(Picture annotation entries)
......
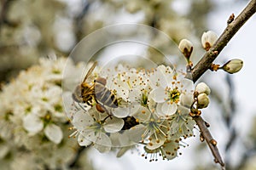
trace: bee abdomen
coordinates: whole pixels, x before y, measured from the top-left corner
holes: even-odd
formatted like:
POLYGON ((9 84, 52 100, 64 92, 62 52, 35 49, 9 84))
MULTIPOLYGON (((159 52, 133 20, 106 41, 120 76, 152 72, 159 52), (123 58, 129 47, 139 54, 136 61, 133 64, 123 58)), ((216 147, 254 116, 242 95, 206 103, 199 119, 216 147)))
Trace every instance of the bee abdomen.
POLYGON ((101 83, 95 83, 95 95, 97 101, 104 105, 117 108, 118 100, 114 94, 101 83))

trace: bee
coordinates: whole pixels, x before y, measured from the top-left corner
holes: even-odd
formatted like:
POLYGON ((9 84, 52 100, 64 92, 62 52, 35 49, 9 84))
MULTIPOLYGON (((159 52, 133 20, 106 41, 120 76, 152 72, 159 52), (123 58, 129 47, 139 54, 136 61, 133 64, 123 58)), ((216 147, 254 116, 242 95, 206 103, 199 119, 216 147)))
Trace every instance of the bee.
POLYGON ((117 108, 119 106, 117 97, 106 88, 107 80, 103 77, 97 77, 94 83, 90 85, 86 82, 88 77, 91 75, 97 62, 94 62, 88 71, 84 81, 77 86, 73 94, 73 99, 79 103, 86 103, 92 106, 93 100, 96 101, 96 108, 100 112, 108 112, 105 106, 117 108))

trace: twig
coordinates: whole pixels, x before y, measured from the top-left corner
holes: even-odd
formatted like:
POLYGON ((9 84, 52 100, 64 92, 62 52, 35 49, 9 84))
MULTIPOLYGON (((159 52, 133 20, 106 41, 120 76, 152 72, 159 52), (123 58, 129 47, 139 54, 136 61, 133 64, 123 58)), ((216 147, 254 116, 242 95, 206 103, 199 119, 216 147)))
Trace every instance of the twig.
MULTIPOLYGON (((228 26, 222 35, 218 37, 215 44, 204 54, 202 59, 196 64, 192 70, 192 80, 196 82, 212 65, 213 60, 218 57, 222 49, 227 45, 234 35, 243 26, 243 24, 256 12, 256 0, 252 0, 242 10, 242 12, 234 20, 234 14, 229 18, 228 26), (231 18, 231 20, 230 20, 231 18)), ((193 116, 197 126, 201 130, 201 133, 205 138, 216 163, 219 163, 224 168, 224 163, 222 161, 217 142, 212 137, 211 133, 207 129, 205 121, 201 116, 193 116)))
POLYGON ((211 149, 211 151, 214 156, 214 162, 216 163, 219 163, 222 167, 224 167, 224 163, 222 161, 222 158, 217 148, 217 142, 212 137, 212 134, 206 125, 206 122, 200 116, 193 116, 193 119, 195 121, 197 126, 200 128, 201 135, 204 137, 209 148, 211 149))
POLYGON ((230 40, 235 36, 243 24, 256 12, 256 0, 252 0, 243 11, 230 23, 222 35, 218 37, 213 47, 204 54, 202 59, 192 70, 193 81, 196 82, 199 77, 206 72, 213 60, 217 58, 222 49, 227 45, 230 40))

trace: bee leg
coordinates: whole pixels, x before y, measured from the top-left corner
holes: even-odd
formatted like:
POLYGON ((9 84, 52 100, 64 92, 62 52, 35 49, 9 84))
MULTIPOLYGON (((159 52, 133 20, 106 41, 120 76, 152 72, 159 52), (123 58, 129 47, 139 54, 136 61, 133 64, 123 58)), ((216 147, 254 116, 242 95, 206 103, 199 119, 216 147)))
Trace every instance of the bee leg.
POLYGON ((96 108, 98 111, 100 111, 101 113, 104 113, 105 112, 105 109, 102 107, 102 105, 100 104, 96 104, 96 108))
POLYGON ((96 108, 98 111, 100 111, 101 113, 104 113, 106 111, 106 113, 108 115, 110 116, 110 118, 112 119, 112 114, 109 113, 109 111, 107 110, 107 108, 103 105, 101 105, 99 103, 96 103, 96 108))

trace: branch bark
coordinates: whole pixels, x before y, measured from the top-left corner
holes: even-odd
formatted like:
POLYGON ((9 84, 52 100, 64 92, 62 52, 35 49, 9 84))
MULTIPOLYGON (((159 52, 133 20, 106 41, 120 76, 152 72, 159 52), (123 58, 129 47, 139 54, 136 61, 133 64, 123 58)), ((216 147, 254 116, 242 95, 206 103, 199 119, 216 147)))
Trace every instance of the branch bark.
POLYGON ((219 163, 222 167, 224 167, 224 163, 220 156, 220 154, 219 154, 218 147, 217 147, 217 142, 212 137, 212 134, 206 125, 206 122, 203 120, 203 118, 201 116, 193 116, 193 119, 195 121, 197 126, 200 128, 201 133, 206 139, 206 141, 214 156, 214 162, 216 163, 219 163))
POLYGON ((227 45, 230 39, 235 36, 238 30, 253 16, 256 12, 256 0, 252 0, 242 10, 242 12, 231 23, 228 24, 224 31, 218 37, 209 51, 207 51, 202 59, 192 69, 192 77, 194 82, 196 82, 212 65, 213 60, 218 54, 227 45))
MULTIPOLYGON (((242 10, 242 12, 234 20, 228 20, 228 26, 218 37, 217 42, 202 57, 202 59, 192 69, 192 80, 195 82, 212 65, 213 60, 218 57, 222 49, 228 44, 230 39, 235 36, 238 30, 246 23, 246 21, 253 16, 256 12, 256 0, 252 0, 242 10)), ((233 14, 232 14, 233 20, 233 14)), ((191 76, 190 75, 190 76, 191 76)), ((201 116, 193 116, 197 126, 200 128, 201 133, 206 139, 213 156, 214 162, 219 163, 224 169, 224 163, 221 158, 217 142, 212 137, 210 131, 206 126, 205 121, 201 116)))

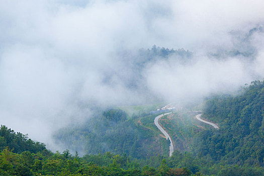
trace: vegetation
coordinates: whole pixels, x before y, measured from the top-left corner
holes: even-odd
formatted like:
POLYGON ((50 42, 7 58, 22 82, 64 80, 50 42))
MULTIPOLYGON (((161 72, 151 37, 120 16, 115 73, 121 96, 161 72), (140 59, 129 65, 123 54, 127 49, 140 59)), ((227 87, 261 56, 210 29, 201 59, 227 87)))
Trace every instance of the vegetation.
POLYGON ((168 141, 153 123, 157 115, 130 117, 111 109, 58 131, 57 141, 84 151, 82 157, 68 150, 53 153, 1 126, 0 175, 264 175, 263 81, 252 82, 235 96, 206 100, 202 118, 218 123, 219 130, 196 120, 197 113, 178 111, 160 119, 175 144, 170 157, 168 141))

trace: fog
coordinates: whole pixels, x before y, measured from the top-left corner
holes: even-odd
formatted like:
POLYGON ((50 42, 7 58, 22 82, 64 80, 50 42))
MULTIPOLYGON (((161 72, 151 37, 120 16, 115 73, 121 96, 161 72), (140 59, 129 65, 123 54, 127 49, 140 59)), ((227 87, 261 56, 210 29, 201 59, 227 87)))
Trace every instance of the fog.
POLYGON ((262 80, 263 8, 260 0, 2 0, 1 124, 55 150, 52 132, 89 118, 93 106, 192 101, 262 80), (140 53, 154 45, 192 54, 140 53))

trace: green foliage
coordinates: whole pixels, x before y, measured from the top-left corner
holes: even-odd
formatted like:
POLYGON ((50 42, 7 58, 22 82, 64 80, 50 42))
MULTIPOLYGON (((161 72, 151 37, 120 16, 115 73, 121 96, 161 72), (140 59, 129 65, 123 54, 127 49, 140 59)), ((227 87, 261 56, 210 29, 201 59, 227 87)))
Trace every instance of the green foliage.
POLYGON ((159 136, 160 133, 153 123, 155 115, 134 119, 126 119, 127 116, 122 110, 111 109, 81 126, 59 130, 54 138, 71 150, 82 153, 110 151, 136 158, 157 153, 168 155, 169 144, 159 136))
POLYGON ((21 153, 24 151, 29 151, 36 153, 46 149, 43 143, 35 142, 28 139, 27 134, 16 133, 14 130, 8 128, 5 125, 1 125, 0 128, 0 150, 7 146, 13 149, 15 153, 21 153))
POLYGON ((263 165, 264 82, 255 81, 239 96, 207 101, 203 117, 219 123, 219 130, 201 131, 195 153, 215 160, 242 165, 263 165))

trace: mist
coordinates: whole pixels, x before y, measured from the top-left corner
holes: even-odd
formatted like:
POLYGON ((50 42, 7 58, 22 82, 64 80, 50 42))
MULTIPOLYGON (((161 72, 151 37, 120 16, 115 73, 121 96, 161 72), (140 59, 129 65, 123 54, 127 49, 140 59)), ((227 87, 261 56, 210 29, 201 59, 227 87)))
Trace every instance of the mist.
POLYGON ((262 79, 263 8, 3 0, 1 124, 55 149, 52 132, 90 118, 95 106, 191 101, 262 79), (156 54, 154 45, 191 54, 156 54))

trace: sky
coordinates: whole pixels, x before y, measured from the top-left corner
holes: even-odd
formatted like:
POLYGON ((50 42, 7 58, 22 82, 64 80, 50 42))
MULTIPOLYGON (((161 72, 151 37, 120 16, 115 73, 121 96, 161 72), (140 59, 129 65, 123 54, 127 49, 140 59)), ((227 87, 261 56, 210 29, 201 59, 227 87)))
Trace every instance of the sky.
......
* **Problem**: Rewrite the stretch of items from the start through the line containing "POLYGON ((101 83, 95", switching every "abdomen" to "thorax" and keeping everything else unchanged. Leave the pictures out of your answer.

* **Result of the task**:
trace: bee thorax
coordinates: whole pixels, x before y, measured from the top-left corner
holes: even-odd
formatted like:
POLYGON ((9 84, 52 100, 64 92, 62 52, 35 49, 9 84))
MULTIPOLYGON (((159 52, 133 20, 106 41, 120 76, 152 72, 159 52), (123 58, 129 47, 139 54, 136 61, 133 64, 123 58)), ((216 147, 254 116, 242 95, 206 103, 199 119, 216 147)))
Trace every instance of the bee thorax.
POLYGON ((101 83, 95 83, 95 95, 97 101, 104 105, 117 108, 118 100, 114 94, 101 83))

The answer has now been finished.